● **Problem statement**: Print every entry exactly as written.

● **Listed entries**:
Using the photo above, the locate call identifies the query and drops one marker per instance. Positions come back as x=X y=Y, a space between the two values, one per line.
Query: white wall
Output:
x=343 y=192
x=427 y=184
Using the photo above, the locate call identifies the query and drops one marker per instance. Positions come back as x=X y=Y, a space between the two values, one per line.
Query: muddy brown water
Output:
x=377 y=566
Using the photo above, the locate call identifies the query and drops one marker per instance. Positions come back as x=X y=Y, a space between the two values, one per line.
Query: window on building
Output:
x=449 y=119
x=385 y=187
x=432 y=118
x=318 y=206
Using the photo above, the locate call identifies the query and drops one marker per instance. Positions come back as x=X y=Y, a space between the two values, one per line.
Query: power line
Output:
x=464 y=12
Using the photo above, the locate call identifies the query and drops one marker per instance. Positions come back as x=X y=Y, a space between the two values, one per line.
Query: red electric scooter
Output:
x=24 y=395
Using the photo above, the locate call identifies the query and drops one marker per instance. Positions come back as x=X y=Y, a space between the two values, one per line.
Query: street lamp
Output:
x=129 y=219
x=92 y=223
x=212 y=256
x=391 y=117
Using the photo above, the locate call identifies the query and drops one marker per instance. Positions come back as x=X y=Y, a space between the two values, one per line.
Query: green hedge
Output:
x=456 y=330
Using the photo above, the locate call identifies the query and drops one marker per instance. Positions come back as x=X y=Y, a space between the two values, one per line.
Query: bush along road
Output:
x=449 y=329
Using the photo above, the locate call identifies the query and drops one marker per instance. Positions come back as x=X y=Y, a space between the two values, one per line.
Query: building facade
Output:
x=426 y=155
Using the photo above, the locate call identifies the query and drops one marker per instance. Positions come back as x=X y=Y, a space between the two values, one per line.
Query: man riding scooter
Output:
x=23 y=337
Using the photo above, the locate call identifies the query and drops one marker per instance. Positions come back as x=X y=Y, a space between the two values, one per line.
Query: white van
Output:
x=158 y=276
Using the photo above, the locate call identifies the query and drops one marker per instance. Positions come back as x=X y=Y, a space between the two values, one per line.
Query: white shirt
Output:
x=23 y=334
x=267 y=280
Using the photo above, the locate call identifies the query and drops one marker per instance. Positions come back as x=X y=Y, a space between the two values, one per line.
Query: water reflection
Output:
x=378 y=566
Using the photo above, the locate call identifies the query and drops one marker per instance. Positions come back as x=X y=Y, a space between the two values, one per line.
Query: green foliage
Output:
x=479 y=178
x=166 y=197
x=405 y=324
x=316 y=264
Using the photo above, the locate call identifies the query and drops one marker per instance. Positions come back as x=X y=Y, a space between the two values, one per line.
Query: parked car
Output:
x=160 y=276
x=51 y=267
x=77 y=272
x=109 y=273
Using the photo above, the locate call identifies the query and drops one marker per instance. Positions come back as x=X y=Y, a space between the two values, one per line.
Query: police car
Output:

● **Result below**:
Using the photo above, the locate call identifies the query and drops one marker per instance. Positions come back as x=X y=Y, a space between the two values, one per line.
Query: white wall
Output:
x=343 y=192
x=427 y=184
Using the photo above, the locate call identifies the query and drops one marker per instance. Positions come back as x=X y=Y, a space between the two values, one per line.
Query: muddy brown water
Output:
x=377 y=566
Using the photo above, the locate call identifies the query and drops one marker per instance. Positions come back as x=X y=Y, a space between the two values, one per line.
Query: window on building
Output:
x=449 y=119
x=385 y=187
x=432 y=118
x=318 y=206
Using the photo above, the locate call identifies the query and drops one marker per instance. Positions come back as x=X y=Y, a space between the two values, one per line.
Query: power line
Output:
x=464 y=12
Using the photo above, the locate call identifies the query and drops one marker per instance. Positions come back as x=X y=Y, a space between the two values, one per line.
Query: red electric scooter
Output:
x=24 y=395
Using the photo above, the locate call identifies the query and drops one marker per instance. Positions come back as x=X y=Y, a space between the two values, one per line.
Query: street lamp
Output:
x=129 y=219
x=92 y=223
x=212 y=256
x=391 y=117
Using the photo above, the locate call identifies the query and drops one marker per instance. Positions come back as x=X y=Y, a space between the two values, one per line.
Query: green hedge
Output:
x=456 y=330
Using the photo above, the locate call identifies the query and drops one marker per instance. Positions come back as x=X y=Y, a space between the two values, one per line.
Query: bush along road
Output:
x=449 y=329
Using the photo above, the locate call identifies the query and drops one marker per instance. Positions come back as x=X y=Y, a space between the two values, one per line.
Query: building facade
Output:
x=426 y=155
Using the photo above, the locate call identifies the query and drops one marker per instance. Positions come back as x=X y=Y, a space between the two values, one per line.
Query: man riding scooter
Output:
x=23 y=337
Using the photo above, the locate call identifies the query and drops one marker per instance. Positions come back as x=X y=Y, a space between the two values, one per line.
Query: white van
Output:
x=158 y=276
Using the photo above, the locate call identifies the query and drops one marker per instance. Positions come back as x=X y=Y, a space between the two values, one per line.
Query: white shirt
Output:
x=23 y=334
x=267 y=280
Using the photo above, the locate call identifies the query and drops one marker per instance. Positions come back as x=X y=Y, a space between the two values, one per line.
Query: water reflection
Output:
x=378 y=566
Using the photo above, the locate call identifies the query and drops one marker per instance. Positions come back as x=X y=Y, a space between the two values, one per line.
Query: green foliage
Output:
x=479 y=178
x=166 y=197
x=405 y=324
x=316 y=264
Using the photo above, the locate call identifies the query and drops one marker per instance. Positions come back as x=X y=Y, a space between the two values, one per line.
Query: parked car
Output:
x=160 y=276
x=51 y=267
x=77 y=272
x=109 y=273
Using the photo above, the locate call identifies the query and drops one marker per instance. Positions come back as x=X y=Y, a space between the two values, one per line.
Query: police car
Output:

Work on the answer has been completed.